(95a) Catalytic Membrane Reactors for Environmental Applications
- Conference: AIChE Spring Meeting and Global Congress on Process Safety
- Year: 2011
- Proceeding: 2011 Spring Meeting & 7th Global Congress on Process Safety
- Group: Process Development Division
- Time: Wednesday, March 16, 2011 - 8:05am-8:25am
Catalytic membrane reactors for environmental applications
Université de Lyon, Lyon, F-69003, France, Université Lyon 1, Villeurbanne, F-69622, CNRS, UMR 5256, IRCELYON, 2 avenue Albert Einstein, Villeurbanne, F-69622, France.
Application of membrane reactor can improve the conversion of the catalytic processes considerably. In a wide range of applications and more particularly for environmental application, significant progresses have being made on membrane development. The feasibility on laboratory scale has been demonstrated for membrane reactor technology since 20 years. In this paper we will present some catalytic membrane reactors development devoted to environmental application like VOCs abatement, waste water treatment, gas separation and xylene isomerisation.
VOC abatement - The destruction of VOCs is a great challenge and also of great industrial importance. Our aim is to investigate the catalytic oxidation of propene and toluene in a membrane reactor used in a flow-through contactor configuration. In this case, the gas mixture of reactants is forced to go through the membrane, i.e. through the catalytic pores. This study on propene and toluene combustion showed that the catalytic membrane reactor performed better than the conventional monolithic reactor in term of efficiency. This confirms that membrane reactor is a promising alternative for the combustion of VOCs and that the flow-through membrane reactor may lead to decreased light-off and total VOC combustion temperature with a low overall Pt loading.
Waste water treatment - Wet air oxidation (WAO), earlier developed by Zimmerman during the 1950s, constitutes an attractive technology for the treatment of industrial effluents containing low to intermediate concentrations of refractory and toxic compounds for which incineration or biological remediation are inefficient. The efficiency of WAO can be improved by the use of heterogeneous catalysts. In order to improve the gas/liquid/solid contact in CWAO, the development of innovative catalytic reactors is desired. The use of catalytic membrane reactors (contactor-type), coupling a catalyst and a membrane in the same unit, could be an option. In this study, we have prepared catalytic membrane using several techniques of deposition in order to well control the position of the active phase in the porous structure. After optimization of the experimental parameters, the study of pollutants degradation has showed that catalytic membrane reactor, in contactor configuration present highest efficiency than conventional reactor due to optimized contacts between reactants and active sites.

=======

WORK INSTRUCTION 1
In the abstract on catalytic membrane reactors, who earlier developed wet air oxidation, and in what decade?
WORK INSTRUCTION 2
Reproduce the stretch of the abstract on catalytic membrane reactors from "VOC abatement - The" through "overall Pt loading.".
WORK INSTRUCTION 3
Pick up the abstract on catalytic membrane reactors after its last sentence and continue writing it.

=======

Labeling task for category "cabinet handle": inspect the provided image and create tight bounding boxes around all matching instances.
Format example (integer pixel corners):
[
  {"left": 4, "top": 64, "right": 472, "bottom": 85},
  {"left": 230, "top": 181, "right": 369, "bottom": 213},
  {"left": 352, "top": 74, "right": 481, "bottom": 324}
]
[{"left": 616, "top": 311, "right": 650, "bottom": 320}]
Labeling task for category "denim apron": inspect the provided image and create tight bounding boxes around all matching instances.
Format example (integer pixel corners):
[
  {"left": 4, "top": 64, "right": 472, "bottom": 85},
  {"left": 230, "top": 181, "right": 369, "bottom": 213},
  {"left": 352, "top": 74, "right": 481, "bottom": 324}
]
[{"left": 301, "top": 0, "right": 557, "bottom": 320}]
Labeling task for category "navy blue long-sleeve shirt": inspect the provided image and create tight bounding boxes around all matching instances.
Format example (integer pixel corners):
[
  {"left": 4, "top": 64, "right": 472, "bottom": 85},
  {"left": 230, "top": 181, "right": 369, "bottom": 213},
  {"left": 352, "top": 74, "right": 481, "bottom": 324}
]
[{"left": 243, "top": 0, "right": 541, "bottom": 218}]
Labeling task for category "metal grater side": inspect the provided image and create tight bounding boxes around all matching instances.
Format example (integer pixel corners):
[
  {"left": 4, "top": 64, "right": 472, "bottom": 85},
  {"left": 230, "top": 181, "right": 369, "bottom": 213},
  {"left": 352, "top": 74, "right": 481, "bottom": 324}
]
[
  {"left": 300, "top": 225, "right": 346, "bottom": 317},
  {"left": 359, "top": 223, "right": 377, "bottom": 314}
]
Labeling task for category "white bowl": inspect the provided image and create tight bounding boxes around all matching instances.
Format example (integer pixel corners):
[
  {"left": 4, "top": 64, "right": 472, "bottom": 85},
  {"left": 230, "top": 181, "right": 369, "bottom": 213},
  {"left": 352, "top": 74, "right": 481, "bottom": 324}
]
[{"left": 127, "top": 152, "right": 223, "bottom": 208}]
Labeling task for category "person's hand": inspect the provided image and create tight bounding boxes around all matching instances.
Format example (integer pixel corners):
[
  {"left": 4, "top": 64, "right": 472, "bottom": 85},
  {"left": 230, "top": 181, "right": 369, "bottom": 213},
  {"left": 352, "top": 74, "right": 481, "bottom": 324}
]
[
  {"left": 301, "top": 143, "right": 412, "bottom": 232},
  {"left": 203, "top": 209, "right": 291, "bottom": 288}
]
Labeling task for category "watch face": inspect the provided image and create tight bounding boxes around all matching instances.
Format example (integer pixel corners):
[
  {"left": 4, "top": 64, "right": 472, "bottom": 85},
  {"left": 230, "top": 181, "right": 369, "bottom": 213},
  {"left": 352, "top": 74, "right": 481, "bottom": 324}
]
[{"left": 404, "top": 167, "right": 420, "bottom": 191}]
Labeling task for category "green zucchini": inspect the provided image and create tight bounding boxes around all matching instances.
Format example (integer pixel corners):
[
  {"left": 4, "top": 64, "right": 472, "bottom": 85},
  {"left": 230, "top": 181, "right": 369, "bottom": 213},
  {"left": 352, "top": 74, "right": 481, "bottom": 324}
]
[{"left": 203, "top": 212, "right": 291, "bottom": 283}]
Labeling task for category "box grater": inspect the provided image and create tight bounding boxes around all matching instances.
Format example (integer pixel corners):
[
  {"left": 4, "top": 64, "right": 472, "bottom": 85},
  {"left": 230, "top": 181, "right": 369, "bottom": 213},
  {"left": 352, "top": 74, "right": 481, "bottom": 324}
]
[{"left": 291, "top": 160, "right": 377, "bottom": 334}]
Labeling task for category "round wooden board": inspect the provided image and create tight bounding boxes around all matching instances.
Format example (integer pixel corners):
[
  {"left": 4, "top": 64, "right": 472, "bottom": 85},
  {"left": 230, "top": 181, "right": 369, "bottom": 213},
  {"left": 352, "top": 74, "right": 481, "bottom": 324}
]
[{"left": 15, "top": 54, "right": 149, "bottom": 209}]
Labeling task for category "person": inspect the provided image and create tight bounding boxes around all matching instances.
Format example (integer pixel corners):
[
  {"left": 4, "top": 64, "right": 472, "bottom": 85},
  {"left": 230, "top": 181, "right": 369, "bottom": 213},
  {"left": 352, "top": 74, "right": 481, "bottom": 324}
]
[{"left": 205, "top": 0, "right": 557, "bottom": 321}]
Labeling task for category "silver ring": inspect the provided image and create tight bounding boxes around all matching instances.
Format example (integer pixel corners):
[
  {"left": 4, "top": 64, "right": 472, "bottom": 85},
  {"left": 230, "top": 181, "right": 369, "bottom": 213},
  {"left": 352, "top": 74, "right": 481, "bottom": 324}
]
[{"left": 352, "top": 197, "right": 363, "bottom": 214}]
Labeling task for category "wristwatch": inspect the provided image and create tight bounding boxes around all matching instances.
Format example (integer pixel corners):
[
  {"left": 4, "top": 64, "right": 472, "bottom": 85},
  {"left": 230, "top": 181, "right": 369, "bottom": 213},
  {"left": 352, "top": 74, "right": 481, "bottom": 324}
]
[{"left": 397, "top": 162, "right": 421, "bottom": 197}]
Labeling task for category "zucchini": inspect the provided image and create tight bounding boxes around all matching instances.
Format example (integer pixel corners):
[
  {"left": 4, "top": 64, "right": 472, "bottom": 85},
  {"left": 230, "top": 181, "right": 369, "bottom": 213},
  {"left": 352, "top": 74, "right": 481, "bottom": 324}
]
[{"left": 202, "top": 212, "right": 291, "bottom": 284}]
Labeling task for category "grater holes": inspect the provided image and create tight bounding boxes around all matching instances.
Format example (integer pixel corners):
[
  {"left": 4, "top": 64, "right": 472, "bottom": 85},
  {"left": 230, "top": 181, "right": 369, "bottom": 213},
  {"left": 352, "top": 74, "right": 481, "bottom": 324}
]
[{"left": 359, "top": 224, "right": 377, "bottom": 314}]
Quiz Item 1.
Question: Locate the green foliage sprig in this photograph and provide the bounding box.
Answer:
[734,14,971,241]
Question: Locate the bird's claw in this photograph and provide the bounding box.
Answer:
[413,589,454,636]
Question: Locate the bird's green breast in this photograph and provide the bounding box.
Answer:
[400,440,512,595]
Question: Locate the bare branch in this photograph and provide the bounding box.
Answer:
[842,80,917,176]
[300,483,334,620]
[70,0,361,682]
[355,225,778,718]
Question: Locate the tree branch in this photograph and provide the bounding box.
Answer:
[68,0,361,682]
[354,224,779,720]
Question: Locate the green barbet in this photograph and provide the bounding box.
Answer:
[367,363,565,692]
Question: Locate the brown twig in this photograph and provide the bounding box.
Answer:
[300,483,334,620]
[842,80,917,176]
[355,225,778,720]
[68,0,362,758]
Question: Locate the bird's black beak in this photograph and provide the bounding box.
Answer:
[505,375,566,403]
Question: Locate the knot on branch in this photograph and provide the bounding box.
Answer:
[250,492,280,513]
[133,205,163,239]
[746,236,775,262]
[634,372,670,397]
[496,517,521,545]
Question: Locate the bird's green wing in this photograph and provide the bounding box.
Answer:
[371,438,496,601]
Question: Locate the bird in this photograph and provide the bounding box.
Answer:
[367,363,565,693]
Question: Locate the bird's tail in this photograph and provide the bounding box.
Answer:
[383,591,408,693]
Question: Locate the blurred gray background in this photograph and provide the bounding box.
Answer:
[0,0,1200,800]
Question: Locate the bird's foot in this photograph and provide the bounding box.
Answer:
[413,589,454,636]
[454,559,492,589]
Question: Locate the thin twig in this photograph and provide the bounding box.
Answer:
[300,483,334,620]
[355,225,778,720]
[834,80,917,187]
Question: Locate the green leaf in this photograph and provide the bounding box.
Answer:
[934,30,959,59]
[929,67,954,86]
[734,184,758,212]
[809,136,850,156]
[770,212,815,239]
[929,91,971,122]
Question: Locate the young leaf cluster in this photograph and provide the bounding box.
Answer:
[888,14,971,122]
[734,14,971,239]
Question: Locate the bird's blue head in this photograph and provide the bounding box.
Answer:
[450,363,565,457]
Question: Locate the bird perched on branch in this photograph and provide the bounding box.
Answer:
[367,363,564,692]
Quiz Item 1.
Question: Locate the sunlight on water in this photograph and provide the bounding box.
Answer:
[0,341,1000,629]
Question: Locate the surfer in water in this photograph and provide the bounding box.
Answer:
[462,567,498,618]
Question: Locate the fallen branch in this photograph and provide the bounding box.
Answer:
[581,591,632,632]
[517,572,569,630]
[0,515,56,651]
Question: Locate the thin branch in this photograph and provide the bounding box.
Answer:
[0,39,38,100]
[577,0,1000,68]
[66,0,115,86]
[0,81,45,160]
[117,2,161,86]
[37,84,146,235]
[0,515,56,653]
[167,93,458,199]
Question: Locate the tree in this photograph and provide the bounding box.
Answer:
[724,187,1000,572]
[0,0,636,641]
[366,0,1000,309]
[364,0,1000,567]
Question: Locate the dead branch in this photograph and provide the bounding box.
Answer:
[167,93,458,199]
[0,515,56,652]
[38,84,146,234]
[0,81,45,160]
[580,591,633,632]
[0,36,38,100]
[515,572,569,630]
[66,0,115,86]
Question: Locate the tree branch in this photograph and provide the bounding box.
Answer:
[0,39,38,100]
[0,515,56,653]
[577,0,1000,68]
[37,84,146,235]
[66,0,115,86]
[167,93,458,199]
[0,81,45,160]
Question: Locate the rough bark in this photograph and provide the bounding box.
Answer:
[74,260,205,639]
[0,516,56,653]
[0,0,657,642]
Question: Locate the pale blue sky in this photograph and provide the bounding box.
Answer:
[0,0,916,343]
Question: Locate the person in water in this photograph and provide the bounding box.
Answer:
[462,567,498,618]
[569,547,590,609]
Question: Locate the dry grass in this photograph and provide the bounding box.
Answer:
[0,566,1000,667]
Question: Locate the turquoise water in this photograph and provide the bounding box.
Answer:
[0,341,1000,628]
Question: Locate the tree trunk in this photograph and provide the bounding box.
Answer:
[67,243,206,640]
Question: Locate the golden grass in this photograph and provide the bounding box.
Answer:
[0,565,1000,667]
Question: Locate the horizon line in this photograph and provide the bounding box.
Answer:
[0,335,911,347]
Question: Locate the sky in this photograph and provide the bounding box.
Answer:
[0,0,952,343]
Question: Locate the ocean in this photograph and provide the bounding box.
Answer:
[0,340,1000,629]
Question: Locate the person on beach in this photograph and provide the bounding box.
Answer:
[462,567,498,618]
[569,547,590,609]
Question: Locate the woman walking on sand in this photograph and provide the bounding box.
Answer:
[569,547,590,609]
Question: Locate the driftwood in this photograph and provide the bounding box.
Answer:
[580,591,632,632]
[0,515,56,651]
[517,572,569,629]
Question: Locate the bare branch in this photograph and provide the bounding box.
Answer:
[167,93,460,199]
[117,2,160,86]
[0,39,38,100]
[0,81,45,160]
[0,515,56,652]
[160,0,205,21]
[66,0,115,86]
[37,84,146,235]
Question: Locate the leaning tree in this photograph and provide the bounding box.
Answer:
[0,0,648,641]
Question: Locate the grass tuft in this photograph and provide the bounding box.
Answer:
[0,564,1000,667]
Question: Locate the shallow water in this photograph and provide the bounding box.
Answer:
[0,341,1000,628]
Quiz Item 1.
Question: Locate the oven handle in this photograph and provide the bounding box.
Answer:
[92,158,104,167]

=======

EXERCISE RESULT 1
Zimmerman, during the 1950s.

EXERCISE RESULT 2
VOC abatement - The destruction of VOCs is a great challenge and also of great industrial importance. Our aim is to investigate the catalytic oxidation of propene and toluene in a membrane reactor used in a flow-through contactor configuration. In this case, the gas mixture of reactants is forced to go through the membrane, i.e. through the catalytic pores. This study on propene and toluene combustion showed that the catalytic membrane reactor performed better than the conventional monolithic reactor in term of efficiency. This confirms that membrane reactor is a promising alternative for the combustion of VOCs and that the flow-through membrane reactor may lead to decreased light-off and total VOC combustion temperature with a low overall Pt loading.

EXERCISE RESULT 3
Gas separation - Zeolite membranes are the good candidate to separate chemical products and in this study we focused on the preparation of highly reproducible nanocomposite MFI hollow fibers membranes via pore-plugging, and on the applications of CO2/N2 and p-xylene/m-xylene separations. In order to increase the separation factors of these materials, nanocomposite B-MFI hollow fibers were also successfully synthesized in one pot by substitution of Si with B during synthesis. B-MFI hollow fibers improved the separation performance compared to MFI membrane on the vapor separation of xylene and n-hexane isomers. A modeling study on n-hexane/2,2-dimethylbutane separation reflects that hexane separation within both MFI and B-MFI hollow fiber membranes is mainly driven by diffusion differences and configurationally entropy effects.
Xylene isomerisation - This part presents isomerisation of meta-xylene over Pt-HZSM-5 in an extractor-type catalytic membrane reactor (e-CMR) using tubular nanocomposite-alumina MFI membrane. The membrane used for the study was prepared via a pore-plugging synthesis technique and it showed p-xylene permeance of 11.4nmol/(m2.s.Pa). Meta-xylene saturated in N2 was fed into the membrane and N2 gas swept over the outer surface of the membrane (for e-CMR). The performance of the e-CMR was compared with that of a fixed bed reactor (FBR) with similar reactor dimensions and operation conditions. Thus e-CMR showed 34.5% increase in para-xylene selectivity when compared to FBR at 400oC and these results are in good agreement with the literature.